+++ THE INPUT
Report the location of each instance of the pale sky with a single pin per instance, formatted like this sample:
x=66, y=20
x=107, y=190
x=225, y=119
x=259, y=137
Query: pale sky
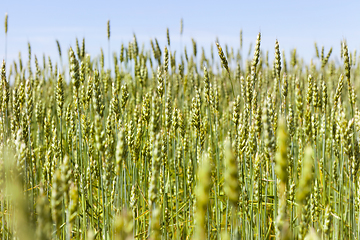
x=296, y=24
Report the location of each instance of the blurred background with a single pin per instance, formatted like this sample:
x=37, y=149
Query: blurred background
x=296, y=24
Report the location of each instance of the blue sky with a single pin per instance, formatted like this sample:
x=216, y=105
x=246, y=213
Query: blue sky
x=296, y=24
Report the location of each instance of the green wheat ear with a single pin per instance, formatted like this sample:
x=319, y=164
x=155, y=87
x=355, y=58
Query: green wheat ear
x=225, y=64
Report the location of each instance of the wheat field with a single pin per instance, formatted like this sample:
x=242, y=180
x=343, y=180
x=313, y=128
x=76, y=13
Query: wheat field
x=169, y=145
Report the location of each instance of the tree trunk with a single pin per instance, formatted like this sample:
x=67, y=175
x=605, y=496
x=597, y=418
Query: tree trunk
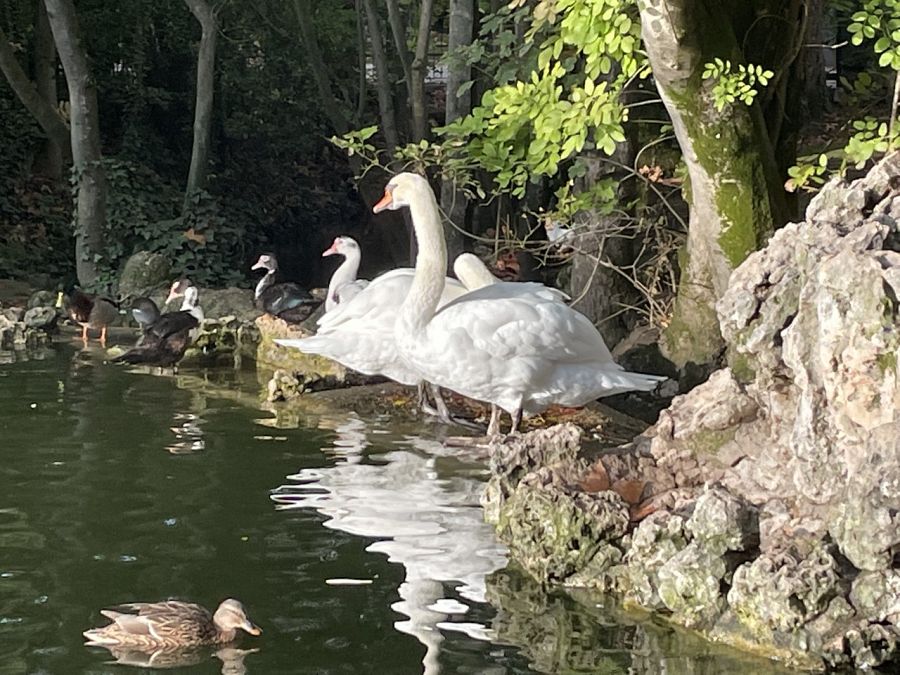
++++++
▸ AIM
Copy every item above word for word, and leave the pictures out.

▸ CORRECT RESULT
Report the location of each instance of the pale sky with a single pin per instance, formatted like this sample:
x=66, y=20
x=107, y=190
x=225, y=119
x=259, y=137
Query: pale sky
x=296, y=24
Report the location of each instance of the blurred background with a single pin per instance, formatted like this sample:
x=37, y=149
Query: blurred background
x=296, y=24
Report the location of each instance of the blue sky with a single pin per instance, formatted like this sample:
x=216, y=105
x=246, y=213
Query: blue sky
x=296, y=24
Report the location of each instance of the green wheat ear with a single pin per instance, formatted like this sample:
x=319, y=164
x=155, y=87
x=355, y=58
Query: green wheat ear
x=225, y=64
Report the location of each instance of the wheat field with a single pin per instance, formatted like this sample:
x=242, y=180
x=343, y=180
x=313, y=128
x=76, y=13
Query: wheat field
x=169, y=145
Report the location of each instance of the tree trunk with a single pin per instance, formatted like this sample:
x=67, y=175
x=605, y=496
x=597, y=418
Query: tree trunk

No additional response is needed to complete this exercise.